§ **WHAT THE TASK ASKS**
Below are some records; reproduce every one of them exactly.

BEGIN

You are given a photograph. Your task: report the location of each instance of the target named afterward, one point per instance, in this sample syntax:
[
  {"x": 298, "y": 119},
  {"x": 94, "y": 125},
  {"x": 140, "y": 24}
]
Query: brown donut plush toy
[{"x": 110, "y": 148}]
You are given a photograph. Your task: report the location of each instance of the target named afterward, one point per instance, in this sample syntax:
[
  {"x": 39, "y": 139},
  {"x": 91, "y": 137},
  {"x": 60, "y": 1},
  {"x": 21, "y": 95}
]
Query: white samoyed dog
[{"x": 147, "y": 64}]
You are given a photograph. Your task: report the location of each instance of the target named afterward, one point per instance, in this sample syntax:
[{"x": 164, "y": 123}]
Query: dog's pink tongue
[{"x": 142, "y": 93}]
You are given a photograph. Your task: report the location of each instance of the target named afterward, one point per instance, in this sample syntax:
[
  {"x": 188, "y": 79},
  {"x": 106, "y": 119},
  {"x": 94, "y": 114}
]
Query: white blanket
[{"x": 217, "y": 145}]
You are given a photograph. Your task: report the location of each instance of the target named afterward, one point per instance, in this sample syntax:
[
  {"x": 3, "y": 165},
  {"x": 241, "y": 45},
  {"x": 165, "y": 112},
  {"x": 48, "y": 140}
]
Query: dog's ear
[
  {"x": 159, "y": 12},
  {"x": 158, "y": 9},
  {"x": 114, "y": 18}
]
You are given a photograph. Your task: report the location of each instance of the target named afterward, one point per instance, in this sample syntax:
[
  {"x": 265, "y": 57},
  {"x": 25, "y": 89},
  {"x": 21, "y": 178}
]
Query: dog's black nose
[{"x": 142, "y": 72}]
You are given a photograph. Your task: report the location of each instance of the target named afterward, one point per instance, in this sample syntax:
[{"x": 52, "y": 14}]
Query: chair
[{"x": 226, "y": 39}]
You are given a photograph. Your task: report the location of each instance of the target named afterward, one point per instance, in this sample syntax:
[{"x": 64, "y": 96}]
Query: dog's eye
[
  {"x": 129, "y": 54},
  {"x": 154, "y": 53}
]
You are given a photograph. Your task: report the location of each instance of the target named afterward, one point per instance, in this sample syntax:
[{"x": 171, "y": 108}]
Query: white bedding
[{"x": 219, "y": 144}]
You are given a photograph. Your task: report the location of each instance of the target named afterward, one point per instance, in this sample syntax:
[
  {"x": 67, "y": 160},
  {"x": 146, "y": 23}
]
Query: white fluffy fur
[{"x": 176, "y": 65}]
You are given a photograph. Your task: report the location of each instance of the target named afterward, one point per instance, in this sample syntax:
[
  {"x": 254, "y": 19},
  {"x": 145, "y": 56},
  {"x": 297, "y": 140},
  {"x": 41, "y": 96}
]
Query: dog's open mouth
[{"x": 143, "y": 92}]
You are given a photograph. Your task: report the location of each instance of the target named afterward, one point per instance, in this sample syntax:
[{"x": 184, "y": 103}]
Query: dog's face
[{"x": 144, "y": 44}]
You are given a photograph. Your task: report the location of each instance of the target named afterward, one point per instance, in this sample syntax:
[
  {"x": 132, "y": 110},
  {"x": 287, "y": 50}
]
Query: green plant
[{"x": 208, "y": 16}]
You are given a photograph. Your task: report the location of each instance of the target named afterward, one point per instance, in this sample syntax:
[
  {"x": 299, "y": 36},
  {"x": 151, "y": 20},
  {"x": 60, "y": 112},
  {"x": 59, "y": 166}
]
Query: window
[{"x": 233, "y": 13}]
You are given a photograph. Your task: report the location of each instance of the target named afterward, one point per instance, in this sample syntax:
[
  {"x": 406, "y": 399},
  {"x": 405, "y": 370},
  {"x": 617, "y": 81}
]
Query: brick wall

END

§ **RESPONSE AREA**
You are given a photograph. Your task: report the location of each instance of the target named afterward, one point per instance, in this sample syntax:
[
  {"x": 298, "y": 119},
  {"x": 94, "y": 125},
  {"x": 140, "y": 24}
]
Query: brown donut plush toy
[{"x": 110, "y": 148}]
You are given a photograph. Your task: report the location of each instance of the target named afterward, one point per instance, in this sample syntax:
[
  {"x": 39, "y": 139},
  {"x": 91, "y": 137},
  {"x": 60, "y": 1},
  {"x": 21, "y": 95}
]
Query: white samoyed dog
[{"x": 147, "y": 64}]
You are given a photograph. Your task: report the location of each instance of the target named afterward, one point per instance, in this sample syntax:
[{"x": 164, "y": 123}]
Query: dog's pink tongue
[{"x": 142, "y": 93}]
You are given a photograph. Your task: report the location of each instance of the target named afterward, one point per instance, in this sample syntax:
[
  {"x": 188, "y": 79},
  {"x": 106, "y": 119},
  {"x": 94, "y": 114}
]
Query: white blanket
[{"x": 217, "y": 145}]
You are given a photograph. Your task: report the location of each instance of the target named afterward, one point per instance, in this sample syntax:
[
  {"x": 3, "y": 165},
  {"x": 241, "y": 45},
  {"x": 165, "y": 112},
  {"x": 48, "y": 140}
]
Query: dog's ear
[
  {"x": 159, "y": 12},
  {"x": 158, "y": 9},
  {"x": 114, "y": 18}
]
You are given a photograph. Your task: report the location of each instance of the target named afterward, one point per instance, in this sample syntax:
[
  {"x": 265, "y": 57},
  {"x": 25, "y": 89},
  {"x": 21, "y": 178}
]
Query: dog's black nose
[{"x": 142, "y": 72}]
You are given a photograph. Your task: report the location of each instance of the target named afterward, one point per instance, in this sample syntax:
[{"x": 52, "y": 14}]
Query: chair
[{"x": 226, "y": 39}]
You are given a photograph. Your task: report the location of each instance of the target named afterward, one point per instance, in this sample syntax:
[{"x": 64, "y": 96}]
Query: dog's eye
[
  {"x": 129, "y": 54},
  {"x": 154, "y": 53}
]
You are given a photograph. Your task: report the location of each instance of the target named afterward, one point per instance, in this sample syntax:
[{"x": 171, "y": 108}]
Query: white bedding
[{"x": 219, "y": 144}]
You are given a photograph. Your task: report the location of each instance of the target named afterward, one point per instance, in this sample syntax:
[
  {"x": 67, "y": 160},
  {"x": 146, "y": 23}
]
Query: white fluffy fur
[{"x": 176, "y": 65}]
You are given a photograph. Your task: report the location of each instance of the target named afterward, one point per instance, in this sample syntax:
[
  {"x": 254, "y": 19},
  {"x": 145, "y": 56},
  {"x": 297, "y": 140},
  {"x": 41, "y": 96}
]
Query: dog's open mouth
[{"x": 143, "y": 92}]
You are given a photograph. Your task: report the location of each instance of the target named afterward, one point per instance, in this sample syntax:
[{"x": 184, "y": 103}]
Query: dog's face
[{"x": 144, "y": 44}]
You are given a photograph. Your task: report the location of each instance of the target named afterward, one point per instance, in this sample syntax:
[
  {"x": 132, "y": 110},
  {"x": 287, "y": 50}
]
Query: green plant
[{"x": 208, "y": 16}]
You are given a photograph. Your task: report the location of each instance of the target named afterward, one point per instance, in this sample syntax:
[
  {"x": 299, "y": 36},
  {"x": 151, "y": 20},
  {"x": 60, "y": 112},
  {"x": 59, "y": 166}
]
Query: window
[{"x": 233, "y": 13}]
You are given a photograph. Your task: report the location of each instance of the target named afterward, one point per instance, in this sample syntax:
[
  {"x": 406, "y": 399},
  {"x": 405, "y": 370},
  {"x": 617, "y": 81}
]
Query: brick wall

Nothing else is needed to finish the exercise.